Work required — Your task is to write out the lines from the line containing "Target: gutter" through the last line of the material, exactly.

(Object pointing dataset rows)
▬▬▬▬▬▬
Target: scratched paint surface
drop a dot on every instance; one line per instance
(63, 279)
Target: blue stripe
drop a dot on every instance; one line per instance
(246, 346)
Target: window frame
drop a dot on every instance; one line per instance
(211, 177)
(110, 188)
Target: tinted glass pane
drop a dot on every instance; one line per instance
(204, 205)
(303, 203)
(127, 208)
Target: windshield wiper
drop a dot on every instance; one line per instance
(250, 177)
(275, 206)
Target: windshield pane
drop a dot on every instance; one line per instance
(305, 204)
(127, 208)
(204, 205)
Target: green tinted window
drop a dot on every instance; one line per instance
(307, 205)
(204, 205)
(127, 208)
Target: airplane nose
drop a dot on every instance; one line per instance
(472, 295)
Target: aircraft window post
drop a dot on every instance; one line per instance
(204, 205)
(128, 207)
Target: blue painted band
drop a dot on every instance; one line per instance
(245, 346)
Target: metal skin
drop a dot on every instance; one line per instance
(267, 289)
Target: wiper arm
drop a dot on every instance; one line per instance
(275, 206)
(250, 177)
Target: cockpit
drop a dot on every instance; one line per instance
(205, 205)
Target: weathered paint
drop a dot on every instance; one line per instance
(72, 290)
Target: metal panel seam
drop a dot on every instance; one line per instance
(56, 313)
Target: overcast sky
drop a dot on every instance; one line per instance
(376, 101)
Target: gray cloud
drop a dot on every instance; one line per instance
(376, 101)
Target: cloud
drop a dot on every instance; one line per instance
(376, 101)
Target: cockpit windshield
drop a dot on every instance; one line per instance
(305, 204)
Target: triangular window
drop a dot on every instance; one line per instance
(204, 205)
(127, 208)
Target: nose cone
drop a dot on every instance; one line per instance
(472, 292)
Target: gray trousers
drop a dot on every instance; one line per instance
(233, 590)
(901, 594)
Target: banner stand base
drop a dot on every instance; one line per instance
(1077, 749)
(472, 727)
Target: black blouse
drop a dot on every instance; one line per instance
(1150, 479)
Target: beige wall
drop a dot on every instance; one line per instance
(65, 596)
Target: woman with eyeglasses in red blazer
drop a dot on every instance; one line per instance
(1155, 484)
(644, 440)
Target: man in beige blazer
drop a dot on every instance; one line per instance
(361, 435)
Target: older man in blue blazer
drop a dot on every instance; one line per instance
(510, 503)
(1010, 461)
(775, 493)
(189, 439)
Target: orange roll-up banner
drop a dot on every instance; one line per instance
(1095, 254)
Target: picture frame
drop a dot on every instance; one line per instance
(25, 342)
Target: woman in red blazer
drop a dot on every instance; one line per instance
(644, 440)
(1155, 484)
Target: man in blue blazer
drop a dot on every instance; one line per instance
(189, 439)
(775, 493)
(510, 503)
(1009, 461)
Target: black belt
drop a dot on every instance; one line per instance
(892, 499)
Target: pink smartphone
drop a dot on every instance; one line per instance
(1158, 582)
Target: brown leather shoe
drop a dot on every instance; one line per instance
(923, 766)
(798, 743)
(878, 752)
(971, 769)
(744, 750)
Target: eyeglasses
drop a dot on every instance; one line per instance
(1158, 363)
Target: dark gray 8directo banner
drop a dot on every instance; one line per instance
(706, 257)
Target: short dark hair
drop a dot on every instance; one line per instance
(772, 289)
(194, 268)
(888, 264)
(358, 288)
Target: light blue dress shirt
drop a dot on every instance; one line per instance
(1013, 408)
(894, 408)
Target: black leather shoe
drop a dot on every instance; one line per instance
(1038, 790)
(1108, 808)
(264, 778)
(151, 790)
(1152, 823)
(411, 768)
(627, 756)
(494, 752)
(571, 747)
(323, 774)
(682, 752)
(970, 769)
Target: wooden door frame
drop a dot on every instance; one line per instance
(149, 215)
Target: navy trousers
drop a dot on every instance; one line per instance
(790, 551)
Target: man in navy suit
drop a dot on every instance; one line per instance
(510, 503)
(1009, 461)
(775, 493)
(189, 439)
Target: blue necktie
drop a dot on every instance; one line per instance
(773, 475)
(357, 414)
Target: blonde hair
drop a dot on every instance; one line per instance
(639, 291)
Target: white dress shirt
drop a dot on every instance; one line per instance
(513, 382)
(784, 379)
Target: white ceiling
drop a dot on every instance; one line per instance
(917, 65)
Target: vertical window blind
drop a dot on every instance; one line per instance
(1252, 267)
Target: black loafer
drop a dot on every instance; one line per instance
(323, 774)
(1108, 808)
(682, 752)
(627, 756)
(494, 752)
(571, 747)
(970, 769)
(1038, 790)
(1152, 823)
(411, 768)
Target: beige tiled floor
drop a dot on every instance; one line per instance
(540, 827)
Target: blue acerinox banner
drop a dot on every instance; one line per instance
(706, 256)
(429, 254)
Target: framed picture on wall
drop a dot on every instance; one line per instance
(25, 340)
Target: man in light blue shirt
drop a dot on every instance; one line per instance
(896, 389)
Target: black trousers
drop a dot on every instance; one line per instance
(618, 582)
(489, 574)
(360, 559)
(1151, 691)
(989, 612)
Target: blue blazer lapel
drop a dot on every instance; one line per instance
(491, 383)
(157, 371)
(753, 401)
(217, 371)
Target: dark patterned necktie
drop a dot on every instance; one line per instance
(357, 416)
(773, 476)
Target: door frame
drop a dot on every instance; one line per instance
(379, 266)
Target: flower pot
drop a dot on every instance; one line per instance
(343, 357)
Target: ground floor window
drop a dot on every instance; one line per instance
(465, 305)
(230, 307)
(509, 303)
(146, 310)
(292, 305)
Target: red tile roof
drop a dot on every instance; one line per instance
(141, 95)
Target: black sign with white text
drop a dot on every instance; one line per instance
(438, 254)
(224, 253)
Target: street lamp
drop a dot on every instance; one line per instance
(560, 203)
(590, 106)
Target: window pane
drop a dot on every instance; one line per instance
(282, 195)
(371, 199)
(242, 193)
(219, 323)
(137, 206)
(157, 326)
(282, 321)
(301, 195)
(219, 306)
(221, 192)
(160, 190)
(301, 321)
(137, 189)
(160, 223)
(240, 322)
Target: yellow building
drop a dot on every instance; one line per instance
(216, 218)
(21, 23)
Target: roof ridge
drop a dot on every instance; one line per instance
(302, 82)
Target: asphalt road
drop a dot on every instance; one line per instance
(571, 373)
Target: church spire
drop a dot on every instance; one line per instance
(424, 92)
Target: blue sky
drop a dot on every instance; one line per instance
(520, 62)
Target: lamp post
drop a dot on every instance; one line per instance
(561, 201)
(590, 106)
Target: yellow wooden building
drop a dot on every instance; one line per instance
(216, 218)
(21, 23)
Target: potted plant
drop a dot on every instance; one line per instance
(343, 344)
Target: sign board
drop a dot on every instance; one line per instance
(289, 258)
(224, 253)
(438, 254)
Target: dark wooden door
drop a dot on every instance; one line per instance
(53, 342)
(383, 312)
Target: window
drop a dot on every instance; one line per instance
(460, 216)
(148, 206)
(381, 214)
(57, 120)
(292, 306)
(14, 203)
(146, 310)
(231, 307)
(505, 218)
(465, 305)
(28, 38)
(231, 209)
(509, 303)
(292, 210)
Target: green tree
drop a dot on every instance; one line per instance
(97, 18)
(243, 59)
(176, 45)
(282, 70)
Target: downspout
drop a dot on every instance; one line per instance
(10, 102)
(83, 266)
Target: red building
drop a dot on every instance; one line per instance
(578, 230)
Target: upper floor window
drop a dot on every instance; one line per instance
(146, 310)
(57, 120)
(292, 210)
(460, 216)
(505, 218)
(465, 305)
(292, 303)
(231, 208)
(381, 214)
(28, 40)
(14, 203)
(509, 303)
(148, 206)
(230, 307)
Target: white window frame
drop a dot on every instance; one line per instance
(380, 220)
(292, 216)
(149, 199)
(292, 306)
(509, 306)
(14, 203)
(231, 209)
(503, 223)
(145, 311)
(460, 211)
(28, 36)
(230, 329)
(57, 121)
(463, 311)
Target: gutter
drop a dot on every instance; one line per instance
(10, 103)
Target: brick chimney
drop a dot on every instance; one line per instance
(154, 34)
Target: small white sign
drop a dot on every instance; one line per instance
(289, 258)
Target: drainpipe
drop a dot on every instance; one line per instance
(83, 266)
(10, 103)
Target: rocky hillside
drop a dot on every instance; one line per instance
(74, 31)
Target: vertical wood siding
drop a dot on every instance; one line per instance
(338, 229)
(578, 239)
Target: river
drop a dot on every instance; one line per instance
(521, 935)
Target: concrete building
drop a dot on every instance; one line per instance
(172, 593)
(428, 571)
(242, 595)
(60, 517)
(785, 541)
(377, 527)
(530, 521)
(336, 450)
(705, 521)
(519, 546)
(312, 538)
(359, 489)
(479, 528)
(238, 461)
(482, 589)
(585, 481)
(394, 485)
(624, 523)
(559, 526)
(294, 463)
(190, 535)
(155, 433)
▬▬▬▬▬▬
Result for this task —
Target: gutter
drop a dot on every instance; one line per instance
(10, 103)
Target: brick chimney
drop a dot on every instance; one line per instance
(154, 34)
Target: small white sign
drop a dot on every instance; one line per instance
(289, 258)
Target: drainpipe
drop a dot on every instance; one line per instance
(83, 266)
(10, 103)
Target: rocky hillside
drop a dot on every instance; one line per instance
(74, 31)
Target: vertical wood siding
drop a dot on every instance; one line per instance
(338, 229)
(578, 239)
Target: river
drop a dot on every instance; one line per instance
(521, 935)
Target: concrete building
drop a dot on every instance; one line per instance
(172, 593)
(428, 571)
(242, 595)
(60, 517)
(785, 541)
(377, 527)
(530, 521)
(336, 450)
(705, 521)
(519, 546)
(312, 538)
(359, 489)
(479, 528)
(238, 461)
(482, 589)
(585, 481)
(394, 485)
(624, 523)
(559, 526)
(294, 463)
(190, 535)
(155, 433)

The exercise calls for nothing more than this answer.